[Start of Attachment]

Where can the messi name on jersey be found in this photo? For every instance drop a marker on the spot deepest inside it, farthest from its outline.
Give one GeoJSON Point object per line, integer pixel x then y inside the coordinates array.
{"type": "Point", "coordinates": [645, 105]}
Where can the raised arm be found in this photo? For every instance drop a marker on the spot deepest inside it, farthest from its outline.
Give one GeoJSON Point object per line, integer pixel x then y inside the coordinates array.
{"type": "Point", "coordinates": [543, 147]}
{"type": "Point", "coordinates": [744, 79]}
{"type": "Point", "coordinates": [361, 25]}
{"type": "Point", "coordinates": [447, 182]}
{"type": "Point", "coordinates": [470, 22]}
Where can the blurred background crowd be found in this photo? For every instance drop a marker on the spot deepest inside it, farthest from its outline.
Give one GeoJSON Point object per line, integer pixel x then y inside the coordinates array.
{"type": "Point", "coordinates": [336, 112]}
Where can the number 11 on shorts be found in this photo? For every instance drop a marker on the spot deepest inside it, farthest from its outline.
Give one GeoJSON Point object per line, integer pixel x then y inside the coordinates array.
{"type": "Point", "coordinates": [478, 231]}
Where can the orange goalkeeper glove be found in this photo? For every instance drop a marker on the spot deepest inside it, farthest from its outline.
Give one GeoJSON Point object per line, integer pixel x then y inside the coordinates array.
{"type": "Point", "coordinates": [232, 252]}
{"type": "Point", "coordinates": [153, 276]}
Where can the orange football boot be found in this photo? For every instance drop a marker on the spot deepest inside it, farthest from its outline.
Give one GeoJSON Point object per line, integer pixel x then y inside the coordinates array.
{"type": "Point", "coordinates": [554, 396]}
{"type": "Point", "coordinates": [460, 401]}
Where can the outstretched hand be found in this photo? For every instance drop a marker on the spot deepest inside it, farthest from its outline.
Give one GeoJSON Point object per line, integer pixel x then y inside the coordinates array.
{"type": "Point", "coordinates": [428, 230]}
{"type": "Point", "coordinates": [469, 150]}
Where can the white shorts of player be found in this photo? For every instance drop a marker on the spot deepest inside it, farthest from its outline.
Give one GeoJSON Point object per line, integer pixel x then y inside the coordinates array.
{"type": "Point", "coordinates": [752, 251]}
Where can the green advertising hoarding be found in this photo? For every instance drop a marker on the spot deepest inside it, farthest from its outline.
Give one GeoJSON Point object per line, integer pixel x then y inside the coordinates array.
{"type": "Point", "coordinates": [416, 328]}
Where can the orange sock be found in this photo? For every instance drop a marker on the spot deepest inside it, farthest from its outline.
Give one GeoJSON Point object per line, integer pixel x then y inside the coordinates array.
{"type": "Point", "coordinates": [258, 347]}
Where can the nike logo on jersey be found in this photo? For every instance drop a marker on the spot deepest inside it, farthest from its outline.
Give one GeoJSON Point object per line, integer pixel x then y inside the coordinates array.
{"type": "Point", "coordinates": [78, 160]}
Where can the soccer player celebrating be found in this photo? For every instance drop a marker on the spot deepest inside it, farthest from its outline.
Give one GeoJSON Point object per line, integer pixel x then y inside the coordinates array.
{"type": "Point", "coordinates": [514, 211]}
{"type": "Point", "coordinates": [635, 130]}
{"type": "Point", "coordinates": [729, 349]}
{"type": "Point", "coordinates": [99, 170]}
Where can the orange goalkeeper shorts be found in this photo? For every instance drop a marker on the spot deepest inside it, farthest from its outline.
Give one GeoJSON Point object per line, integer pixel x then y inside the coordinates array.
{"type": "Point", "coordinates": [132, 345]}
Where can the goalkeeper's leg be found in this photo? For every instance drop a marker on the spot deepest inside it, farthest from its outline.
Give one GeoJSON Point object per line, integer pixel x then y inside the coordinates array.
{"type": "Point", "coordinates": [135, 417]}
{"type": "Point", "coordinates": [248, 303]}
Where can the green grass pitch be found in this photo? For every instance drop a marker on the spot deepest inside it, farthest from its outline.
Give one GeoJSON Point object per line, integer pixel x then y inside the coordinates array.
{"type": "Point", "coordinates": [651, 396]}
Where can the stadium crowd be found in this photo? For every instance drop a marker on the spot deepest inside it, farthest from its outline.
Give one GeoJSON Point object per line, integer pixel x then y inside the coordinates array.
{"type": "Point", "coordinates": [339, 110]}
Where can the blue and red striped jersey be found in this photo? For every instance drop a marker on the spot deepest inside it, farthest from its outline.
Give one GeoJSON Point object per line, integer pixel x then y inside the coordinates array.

[End of Attachment]

◆ Activity: Your reply must be a faithful copy of each entry above.

◆ Answer space:
Where can the messi name on jersey be found in this photo? For every instance drop a marker on the spot deepest inside it, farthest from its outline.
Give one GeoJSON Point object per line, integer pixel x then y inside the coordinates array.
{"type": "Point", "coordinates": [645, 105]}
Where can the raised arm be found in this photo? For every instance drop a marker on the spot deepest inside it, farthest from its outline.
Give one GeoJSON Point object per line, integer pixel x then y inside the coordinates array.
{"type": "Point", "coordinates": [543, 147]}
{"type": "Point", "coordinates": [744, 79]}
{"type": "Point", "coordinates": [361, 25]}
{"type": "Point", "coordinates": [447, 182]}
{"type": "Point", "coordinates": [470, 22]}
Where can the blurred background crowd be found in this photo? For every instance drop a marker on the spot deepest inside it, farthest from its outline.
Give one GeoJSON Point object per line, integer pixel x then y inside the coordinates array.
{"type": "Point", "coordinates": [336, 112]}
Where can the number 11 on shorts be found in this photo? For every instance drop a marker on the spot deepest inside it, farthest from its outline.
Give one GeoJSON Point object per line, integer pixel x then y inside the coordinates array.
{"type": "Point", "coordinates": [478, 231]}
Where can the orange goalkeeper glove be found in this photo? For every instance drop a marker on the spot deepest inside it, farthest from its outline.
Give one GeoJSON Point object per line, integer pixel x then y inside the coordinates array.
{"type": "Point", "coordinates": [232, 252]}
{"type": "Point", "coordinates": [153, 276]}
Where can the orange football boot be found in this photo? For every instance drop a marker on the spot deepest inside it, farthest from its outline.
Give one GeoJSON Point object per line, integer pixel x then y inside the coordinates array.
{"type": "Point", "coordinates": [554, 396]}
{"type": "Point", "coordinates": [460, 401]}
Where can the outstretched hand be found in this photo? For every instance drop a marker on the spot deepest inside it, farthest from its outline.
Give one GeoJSON Point object per line, integer pixel x then y inside the coordinates array.
{"type": "Point", "coordinates": [428, 230]}
{"type": "Point", "coordinates": [469, 150]}
Where can the white shorts of player be found in this photo? For every instance drop a marker on the spot deepest inside it, farthest from its outline.
Give one GeoJSON Point object per line, integer pixel x then y inside the coordinates array.
{"type": "Point", "coordinates": [752, 251]}
Where can the green advertising hoarding be found in this photo? For every instance drop a marker on the spot deepest inside it, farthest from its outline.
Give one GeoJSON Point object per line, integer pixel x then y inside the coordinates array.
{"type": "Point", "coordinates": [416, 328]}
Where can the orange sock be found in this photo? For every instance drop a marker on the spot deepest inside it, farthest from its outline.
Give one GeoJSON Point object per line, integer pixel x then y inside the coordinates array.
{"type": "Point", "coordinates": [258, 347]}
Where can the nike logo on jersey be found in this photo? For every instance drop a marker on the spot deepest inside it, farthest from its outline.
Give one GeoJSON Point object per line, integer pixel x then y inside the coordinates array.
{"type": "Point", "coordinates": [78, 160]}
Where can the soccer player celebrating be found in this photo? For every instance drop a marker on the spot deepest inside it, farthest from its outline.
Give one GeoJSON Point object per line, integer pixel x then y inside the coordinates array.
{"type": "Point", "coordinates": [514, 211]}
{"type": "Point", "coordinates": [635, 130]}
{"type": "Point", "coordinates": [729, 349]}
{"type": "Point", "coordinates": [99, 170]}
Where can the orange goalkeeper shorts be found in this photo? For every instance drop a marker on the spot deepest inside it, farthest from its outline.
Give one GeoJSON Point object per line, integer pixel x then y inside the coordinates array.
{"type": "Point", "coordinates": [132, 345]}
Where can the goalkeeper's leg be found in this photo? For every instance drop a marker on the spot deepest inside it, farthest from its outline.
Give one GeoJSON Point object per line, integer pixel x then y inside the coordinates array.
{"type": "Point", "coordinates": [135, 417]}
{"type": "Point", "coordinates": [248, 303]}
Where can the green grass pitch be found in this photo? For every instance drop a marker on the spot deepest inside it, farthest from its outline.
Give one GeoJSON Point object per line, integer pixel x then y inside the coordinates array.
{"type": "Point", "coordinates": [651, 396]}
Where can the stadium crowd be found in this photo? For every instance drop a marker on the spot deepest inside it, farthest from its outline.
Give one GeoJSON Point object per line, integer pixel x then y inside the coordinates array.
{"type": "Point", "coordinates": [339, 110]}
Where can the blue and red striped jersey be found in this photo? For every instance drop a marker on the spot deepest inside it, farthest from its outline.
Give one GeoJSON Point object per line, integer pixel x then y inside the coordinates array.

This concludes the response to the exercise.